- [Aim of the task]: Could you give these entries again with "instance" changed to "occurrence" everywhere, everything else unchanged and the pictures left out?

* Start Provided information *

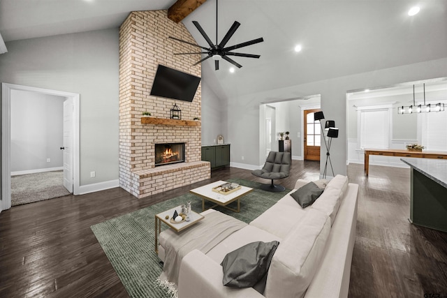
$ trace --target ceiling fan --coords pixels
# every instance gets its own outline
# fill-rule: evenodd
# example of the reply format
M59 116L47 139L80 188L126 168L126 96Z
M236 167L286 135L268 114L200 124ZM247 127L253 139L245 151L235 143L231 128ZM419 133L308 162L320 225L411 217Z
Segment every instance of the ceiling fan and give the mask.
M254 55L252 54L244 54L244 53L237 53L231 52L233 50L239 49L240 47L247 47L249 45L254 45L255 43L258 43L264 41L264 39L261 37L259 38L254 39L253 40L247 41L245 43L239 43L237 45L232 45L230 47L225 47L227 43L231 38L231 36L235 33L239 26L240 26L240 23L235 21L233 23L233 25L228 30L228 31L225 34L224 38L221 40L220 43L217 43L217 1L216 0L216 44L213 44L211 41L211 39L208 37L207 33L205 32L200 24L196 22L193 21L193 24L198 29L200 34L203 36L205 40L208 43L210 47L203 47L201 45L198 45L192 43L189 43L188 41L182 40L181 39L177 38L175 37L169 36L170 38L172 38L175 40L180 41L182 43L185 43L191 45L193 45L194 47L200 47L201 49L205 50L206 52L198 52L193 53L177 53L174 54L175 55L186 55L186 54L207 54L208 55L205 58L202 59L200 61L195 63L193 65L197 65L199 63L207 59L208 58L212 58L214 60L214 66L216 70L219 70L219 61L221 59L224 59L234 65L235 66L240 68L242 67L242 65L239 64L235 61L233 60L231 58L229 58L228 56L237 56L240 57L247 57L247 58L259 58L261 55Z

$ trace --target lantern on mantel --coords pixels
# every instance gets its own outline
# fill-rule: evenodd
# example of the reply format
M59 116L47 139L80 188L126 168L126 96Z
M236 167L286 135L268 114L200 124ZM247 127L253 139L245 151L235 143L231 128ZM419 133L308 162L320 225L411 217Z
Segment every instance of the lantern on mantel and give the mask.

* End Provided information *

- [Result of this exercise]:
$ trace --target ceiling fan --coords pixels
# every occurrence gets its own outline
# fill-rule: evenodd
# example of the reply format
M59 116L47 139L80 188L126 168L126 96Z
M236 167L286 135L268 114L200 124ZM247 127L253 139L245 151L235 143L231 128ZM419 133L308 162L320 225L411 217Z
Segment every occurrence of the ceiling fan and give the mask.
M254 55L252 54L244 54L244 53L237 53L231 52L233 50L239 49L240 47L247 47L249 45L254 45L255 43L258 43L264 41L264 39L261 37L259 38L254 39L253 40L247 41L245 43L239 43L237 45L232 45L230 47L225 47L227 43L231 38L231 36L235 33L239 26L240 26L240 23L235 21L233 23L233 25L228 30L228 31L225 34L224 38L221 40L220 43L217 43L217 1L216 0L216 44L213 44L211 41L211 39L208 37L207 33L205 32L200 24L196 22L193 21L193 24L198 29L200 34L203 36L205 40L208 43L210 47L203 47L201 45L198 45L192 43L189 43L188 41L182 40L181 39L177 38L175 37L169 36L170 38L172 38L175 40L180 41L182 43L185 43L191 45L193 45L194 47L200 47L201 49L205 50L206 52L198 52L193 53L177 53L174 54L175 55L186 55L186 54L207 54L208 55L205 58L202 59L200 61L195 63L193 65L197 65L199 63L207 59L208 58L212 58L214 60L214 66L216 70L219 70L219 61L221 59L224 59L234 65L235 66L240 68L242 67L242 65L239 64L235 61L233 60L231 58L229 58L228 56L237 56L240 57L247 57L247 58L259 58L261 55Z

$ trace --target lantern on mantel --coords pixels
# every occurrence gets its own outline
# fill-rule: evenodd
# example of the reply format
M59 116L47 139L80 188L126 168L126 96Z
M236 167L286 135L268 114L200 124ZM247 127L253 139L245 151L235 143L231 128ZM419 133L308 162L320 225L411 217Z
Segment every occurrence of the lantern on mantel and give the mask.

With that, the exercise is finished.